Your objective: Rewrite all entries below, replacing "Labeling instructions" with "Annotation instructions" wherever it appears and leaving every other line untouched.

Record set:
# # # # #

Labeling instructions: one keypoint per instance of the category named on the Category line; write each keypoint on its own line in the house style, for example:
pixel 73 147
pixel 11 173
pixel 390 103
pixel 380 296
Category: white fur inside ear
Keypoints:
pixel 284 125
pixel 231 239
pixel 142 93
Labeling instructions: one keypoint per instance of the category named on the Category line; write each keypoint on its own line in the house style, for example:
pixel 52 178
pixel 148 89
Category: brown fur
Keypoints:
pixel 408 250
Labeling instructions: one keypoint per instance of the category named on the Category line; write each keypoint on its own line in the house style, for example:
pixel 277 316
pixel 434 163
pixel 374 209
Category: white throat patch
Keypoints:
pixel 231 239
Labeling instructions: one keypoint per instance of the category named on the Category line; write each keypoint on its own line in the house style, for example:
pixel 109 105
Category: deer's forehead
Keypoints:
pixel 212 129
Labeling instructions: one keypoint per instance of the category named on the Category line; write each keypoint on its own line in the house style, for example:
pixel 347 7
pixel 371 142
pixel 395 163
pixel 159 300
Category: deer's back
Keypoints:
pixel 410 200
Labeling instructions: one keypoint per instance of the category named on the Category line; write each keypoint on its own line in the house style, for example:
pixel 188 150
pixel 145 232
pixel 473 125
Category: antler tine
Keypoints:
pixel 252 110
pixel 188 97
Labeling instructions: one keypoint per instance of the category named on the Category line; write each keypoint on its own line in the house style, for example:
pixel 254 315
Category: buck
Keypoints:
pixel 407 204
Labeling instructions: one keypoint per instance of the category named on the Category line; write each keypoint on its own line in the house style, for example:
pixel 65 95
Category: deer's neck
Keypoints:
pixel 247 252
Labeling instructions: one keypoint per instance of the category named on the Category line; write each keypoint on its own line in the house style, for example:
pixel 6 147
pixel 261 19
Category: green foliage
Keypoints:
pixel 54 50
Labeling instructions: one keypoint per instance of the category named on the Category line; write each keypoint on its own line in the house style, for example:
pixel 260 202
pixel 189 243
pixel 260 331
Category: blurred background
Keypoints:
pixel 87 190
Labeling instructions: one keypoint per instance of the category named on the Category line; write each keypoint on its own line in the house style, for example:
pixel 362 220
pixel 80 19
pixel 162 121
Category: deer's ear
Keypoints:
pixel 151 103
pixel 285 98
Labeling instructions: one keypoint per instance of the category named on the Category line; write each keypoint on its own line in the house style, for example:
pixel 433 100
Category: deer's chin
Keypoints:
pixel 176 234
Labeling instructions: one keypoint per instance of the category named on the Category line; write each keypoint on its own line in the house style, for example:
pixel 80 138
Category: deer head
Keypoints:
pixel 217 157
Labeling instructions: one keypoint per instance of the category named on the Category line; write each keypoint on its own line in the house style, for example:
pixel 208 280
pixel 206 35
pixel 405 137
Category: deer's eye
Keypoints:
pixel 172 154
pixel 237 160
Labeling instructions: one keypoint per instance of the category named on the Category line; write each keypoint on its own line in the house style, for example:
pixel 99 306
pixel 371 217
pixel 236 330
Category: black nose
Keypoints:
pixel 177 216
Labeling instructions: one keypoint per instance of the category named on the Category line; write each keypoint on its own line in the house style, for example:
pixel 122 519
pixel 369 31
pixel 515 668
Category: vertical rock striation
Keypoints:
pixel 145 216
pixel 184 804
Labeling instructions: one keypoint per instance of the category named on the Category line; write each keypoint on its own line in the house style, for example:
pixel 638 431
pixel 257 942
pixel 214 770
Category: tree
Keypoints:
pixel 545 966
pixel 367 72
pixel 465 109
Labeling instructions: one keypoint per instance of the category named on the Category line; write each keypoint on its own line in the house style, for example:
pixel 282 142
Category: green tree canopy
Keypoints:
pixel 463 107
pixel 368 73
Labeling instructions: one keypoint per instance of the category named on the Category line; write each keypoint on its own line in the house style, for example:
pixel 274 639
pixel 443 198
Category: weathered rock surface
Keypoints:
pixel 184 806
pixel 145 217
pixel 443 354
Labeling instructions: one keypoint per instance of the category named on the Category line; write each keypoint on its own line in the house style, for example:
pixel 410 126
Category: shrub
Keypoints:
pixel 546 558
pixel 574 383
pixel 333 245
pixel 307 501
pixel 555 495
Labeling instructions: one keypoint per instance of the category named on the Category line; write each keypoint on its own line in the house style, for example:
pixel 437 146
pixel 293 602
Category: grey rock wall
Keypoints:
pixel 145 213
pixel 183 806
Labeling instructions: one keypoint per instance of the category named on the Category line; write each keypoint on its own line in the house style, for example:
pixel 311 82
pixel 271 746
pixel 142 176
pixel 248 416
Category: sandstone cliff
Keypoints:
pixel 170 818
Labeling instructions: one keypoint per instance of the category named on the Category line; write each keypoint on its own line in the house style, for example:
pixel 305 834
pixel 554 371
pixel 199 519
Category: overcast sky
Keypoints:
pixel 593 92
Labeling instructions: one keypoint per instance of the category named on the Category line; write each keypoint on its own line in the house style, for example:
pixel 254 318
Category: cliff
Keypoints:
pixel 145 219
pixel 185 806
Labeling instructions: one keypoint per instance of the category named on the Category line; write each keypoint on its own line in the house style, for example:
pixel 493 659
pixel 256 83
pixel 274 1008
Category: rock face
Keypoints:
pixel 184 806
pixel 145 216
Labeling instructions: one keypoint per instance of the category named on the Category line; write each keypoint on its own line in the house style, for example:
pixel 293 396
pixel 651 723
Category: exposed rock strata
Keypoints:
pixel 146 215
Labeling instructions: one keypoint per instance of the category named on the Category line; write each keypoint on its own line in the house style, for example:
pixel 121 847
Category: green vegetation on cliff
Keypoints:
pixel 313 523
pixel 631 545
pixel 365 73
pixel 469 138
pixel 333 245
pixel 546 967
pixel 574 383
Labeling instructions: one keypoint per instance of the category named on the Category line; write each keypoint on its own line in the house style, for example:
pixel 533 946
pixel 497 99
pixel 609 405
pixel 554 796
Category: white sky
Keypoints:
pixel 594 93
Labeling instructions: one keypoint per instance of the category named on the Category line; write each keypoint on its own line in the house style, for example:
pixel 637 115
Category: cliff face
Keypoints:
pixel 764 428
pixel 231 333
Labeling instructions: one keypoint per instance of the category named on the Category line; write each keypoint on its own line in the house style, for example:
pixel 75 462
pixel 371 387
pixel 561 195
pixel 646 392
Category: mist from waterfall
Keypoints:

# # # # #

Complete response:
Annotation instructions: one keypoint per instance of the category named on the Category line; write each keypoint on its own line in the house style, for example:
pixel 73 147
pixel 11 173
pixel 390 103
pixel 380 296
Category: white fur inside ear
Keypoints:
pixel 284 125
pixel 231 239
pixel 142 93
Annotation instructions: one keypoint per instance of the category named on the Category line; write each keypoint on its own line in the house style, for example:
pixel 52 178
pixel 148 89
Category: brown fur
Keypoints:
pixel 408 250
Annotation instructions: one keypoint per instance of the category named on the Category line; write each keypoint on its own line in the house style, for example:
pixel 277 316
pixel 434 163
pixel 374 209
Category: white throat patch
Keypoints:
pixel 231 239
Annotation instructions: one keypoint per instance of the category named on the Category line; write each keypoint on its own line in the house style, for example:
pixel 109 105
Category: deer's forehead
Keypoints:
pixel 212 129
Annotation instructions: one keypoint per instance of the category named on the Category line; write each keypoint on its own line in the house style, for example:
pixel 347 7
pixel 371 142
pixel 395 163
pixel 159 300
Category: deer's back
Keypoints:
pixel 410 200
Annotation instructions: one keypoint per instance of the category named on the Category line; write each keypoint on its own line in the house style, for example:
pixel 188 150
pixel 145 232
pixel 473 125
Category: antler tine
Keypoints:
pixel 252 110
pixel 188 97
Annotation instructions: one keypoint per instance of the category named on the Category line; write each keypoint on its own line in the house style, for example:
pixel 254 315
Category: buck
Keypoints:
pixel 407 204
Annotation instructions: one keypoint per instance of the category named on the Category line; write each keypoint on its own line in the house style, for example:
pixel 65 95
Category: deer's neck
Keypoints:
pixel 247 252
Annotation instructions: one keypoint per instance of the category named on the Category line; write each keypoint on its own line in the house style, for example:
pixel 6 147
pixel 261 19
Category: green foliage
Keypoints:
pixel 54 50
Annotation instructions: one keypoint per instance of the category named on the Category line; write each keypoint on its own line in the house style, for example:
pixel 260 202
pixel 189 243
pixel 260 331
Category: blurred background
Keypoints:
pixel 87 190
Annotation instructions: one keypoint per instance of the category named on the Category line; write each keypoint on its own line in the house style, for example:
pixel 362 220
pixel 80 19
pixel 162 121
Category: deer's ear
Keypoints:
pixel 151 103
pixel 285 98
Annotation instructions: one keypoint per instance of the category named on the Category line; write each keypoint on its own line in the house style, for example:
pixel 433 100
Category: deer's chin
Keypoints:
pixel 176 234
Annotation instructions: one keypoint per instance of the category named on the Category line; write each keypoint on its own line in the house style, for example:
pixel 80 138
Category: deer head
Keypoints:
pixel 217 157
Annotation instructions: one keypoint per instance of the category named on the Category line; write each keypoint on its own line in the house style, for example:
pixel 208 280
pixel 206 35
pixel 405 137
Category: deer's eye
Keypoints:
pixel 172 154
pixel 237 160
Annotation instructions: one keypoint per instance of the category named on the Category line; write each keypoint on its own line in the house style, for example:
pixel 99 306
pixel 371 217
pixel 236 330
Category: black nose
Keypoints:
pixel 177 216
Annotation instructions: one keypoint per instance of the category named on the Category line; write each keypoint on its own line in the house style, for example:
pixel 122 519
pixel 369 31
pixel 515 668
Category: vertical rock striation
Keypoints:
pixel 145 216
pixel 184 804
Annotation instructions: one keypoint per instance of the category named on the Category line; write each keypoint on its own line in the house style, for example:
pixel 638 431
pixel 257 942
pixel 214 770
Category: tree
Keypoints:
pixel 545 966
pixel 367 72
pixel 465 109
Annotation instructions: one keypoint per instance of the category named on the Category line; write each keypoint on its own line in the house style, for example:
pixel 282 142
Category: green tree canopy
Keypoints:
pixel 463 107
pixel 368 73
Annotation instructions: one keypoint per instance of the category named on the Category line; write each keypoint on its own line in the house style, for example:
pixel 274 639
pixel 443 198
Category: weathered rock surface
Keypoints:
pixel 184 806
pixel 145 217
pixel 443 354
Annotation instructions: one keypoint per instance of the category named on the Category line; write each keypoint on its own line in the house style, for example:
pixel 410 126
Category: shrub
Keypoints:
pixel 546 558
pixel 574 383
pixel 333 245
pixel 307 501
pixel 555 495
Annotation instructions: one keypoint per instance of the category named on the Category line; write each keypoint on its own line in the house style, for example:
pixel 437 146
pixel 293 602
Category: grey rock wall
Keypoints:
pixel 145 213
pixel 183 806
Annotation instructions: one keypoint per instance of the category named on the Category line; write each keypoint on its own line in the house style, for example:
pixel 311 82
pixel 271 746
pixel 142 176
pixel 248 416
Category: sandstone cliff
Keypoints:
pixel 170 818
Annotation instructions: one keypoint per instance of the category named on the Category line; write each keypoint on its own line in the house style, for example:
pixel 305 834
pixel 554 371
pixel 199 519
Category: overcast sky
Keypoints:
pixel 593 92
Annotation instructions: one keypoint per instance of the category named on the Category line; write each keypoint on its own line in the house style, for example:
pixel 254 318
Category: cliff
Keypoints:
pixel 145 219
pixel 185 806
Annotation instructions: one keypoint per instance of the category named on the Category line; write each keypoint on its own line in the house style, for example:
pixel 493 659
pixel 256 83
pixel 274 1008
Category: rock face
Keypoints:
pixel 184 806
pixel 145 216
Annotation instructions: one keypoint per instance of the category named on the Category line; write each keypoint on its own line in the house style, for example:
pixel 293 396
pixel 651 723
Category: exposed rock strata
Keypoints:
pixel 146 215
Annotation instructions: one keypoint per instance of the category named on the Category line; write each keypoint on its own line in the house style, for example:
pixel 121 847
Category: green vegetation on cliff
Keypoints:
pixel 313 523
pixel 631 545
pixel 365 73
pixel 469 138
pixel 333 245
pixel 546 967
pixel 574 383
Annotation instructions: one keypoint per instance of the category named on the Category line; write each keypoint on its own line in the house style, for example:
pixel 533 946
pixel 497 99
pixel 609 405
pixel 554 796
Category: white sky
Keypoints:
pixel 594 93
Annotation instructions: one keypoint per instance of the category named on the Category line; write each keypoint on its own line in the house style, for example:
pixel 637 115
Category: cliff face
Keypoints:
pixel 764 428
pixel 231 333
Annotation instructions: one keypoint per instance of the category named on the Category line; write each keypoint on its own line in the house style, for example:
pixel 75 462
pixel 371 387
pixel 561 195
pixel 646 392
Category: mist from waterfall
Keypoints:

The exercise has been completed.